_Directions:_
Each entry should appear in the answer exactly as written.

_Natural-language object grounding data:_
BEGIN

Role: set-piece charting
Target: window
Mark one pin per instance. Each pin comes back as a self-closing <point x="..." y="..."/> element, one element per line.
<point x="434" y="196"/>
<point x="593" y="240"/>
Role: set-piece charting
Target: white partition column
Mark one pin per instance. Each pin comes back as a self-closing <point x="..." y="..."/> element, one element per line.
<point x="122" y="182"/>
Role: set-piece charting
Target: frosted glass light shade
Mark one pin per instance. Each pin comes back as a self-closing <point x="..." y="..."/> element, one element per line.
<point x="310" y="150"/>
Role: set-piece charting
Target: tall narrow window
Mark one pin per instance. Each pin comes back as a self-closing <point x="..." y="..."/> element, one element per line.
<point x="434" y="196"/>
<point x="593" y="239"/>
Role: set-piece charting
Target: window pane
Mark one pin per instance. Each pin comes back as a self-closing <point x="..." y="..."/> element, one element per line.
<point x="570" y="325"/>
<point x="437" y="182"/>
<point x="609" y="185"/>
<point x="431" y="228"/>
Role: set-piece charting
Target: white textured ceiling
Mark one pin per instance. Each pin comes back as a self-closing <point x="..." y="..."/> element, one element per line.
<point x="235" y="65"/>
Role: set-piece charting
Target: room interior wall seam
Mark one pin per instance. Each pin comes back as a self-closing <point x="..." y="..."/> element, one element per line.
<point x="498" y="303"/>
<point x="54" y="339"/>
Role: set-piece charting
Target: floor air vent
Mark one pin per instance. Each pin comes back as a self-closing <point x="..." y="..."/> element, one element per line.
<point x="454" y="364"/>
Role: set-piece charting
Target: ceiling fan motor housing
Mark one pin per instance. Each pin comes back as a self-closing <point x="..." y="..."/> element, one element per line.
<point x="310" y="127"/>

END

_Problem solution:_
Role: set-piece charting
Target: window
Mark one pin per instance. Each pin comes back as a self-closing <point x="..." y="..."/> element, one element per line.
<point x="434" y="196"/>
<point x="593" y="240"/>
Role: set-piece charting
Target: white partition column
Mark one pin per instance. Each pin comes back as a self-closing <point x="..." y="..."/> element, one element per line.
<point x="122" y="182"/>
Role: set-piece charting
Target: frosted glass light shade
Mark one pin per instance. Each pin comes back as a self-closing <point x="..." y="..."/> element, one element per line.
<point x="310" y="150"/>
Role: set-piece charting
Target: tall narrow window
Mark one pin per instance. Each pin comes back as a self-closing <point x="..." y="..."/> element, one element per line.
<point x="434" y="196"/>
<point x="593" y="239"/>
Role: set-piece charting
Target: window pane
Mark one pin per instance. Each pin comes back as a self-closing <point x="..." y="..."/> element, one element per line.
<point x="570" y="325"/>
<point x="437" y="182"/>
<point x="609" y="185"/>
<point x="431" y="228"/>
Role: set-piece charting
Target: white textured ceiling
Mark one pin per instance. Each pin comes back as a self-closing <point x="..." y="..."/> element, one element per line.
<point x="235" y="65"/>
Role: set-piece charting
Target: room interior wall seam
Mark one pin per instance. Each pin comes back as a self-closing <point x="..." y="..."/> element, one element per line.
<point x="498" y="303"/>
<point x="54" y="339"/>
Role: set-piece charting
Target: floor air vent
Mark one pin per instance. Each pin comes back as a self-closing <point x="..." y="..."/> element, one element per line.
<point x="454" y="364"/>
Role: set-piece charting
Target: ceiling fan motor housing
Mark one pin per instance. Each pin comes back as a self-closing <point x="..." y="..."/> element, one element per line.
<point x="310" y="127"/>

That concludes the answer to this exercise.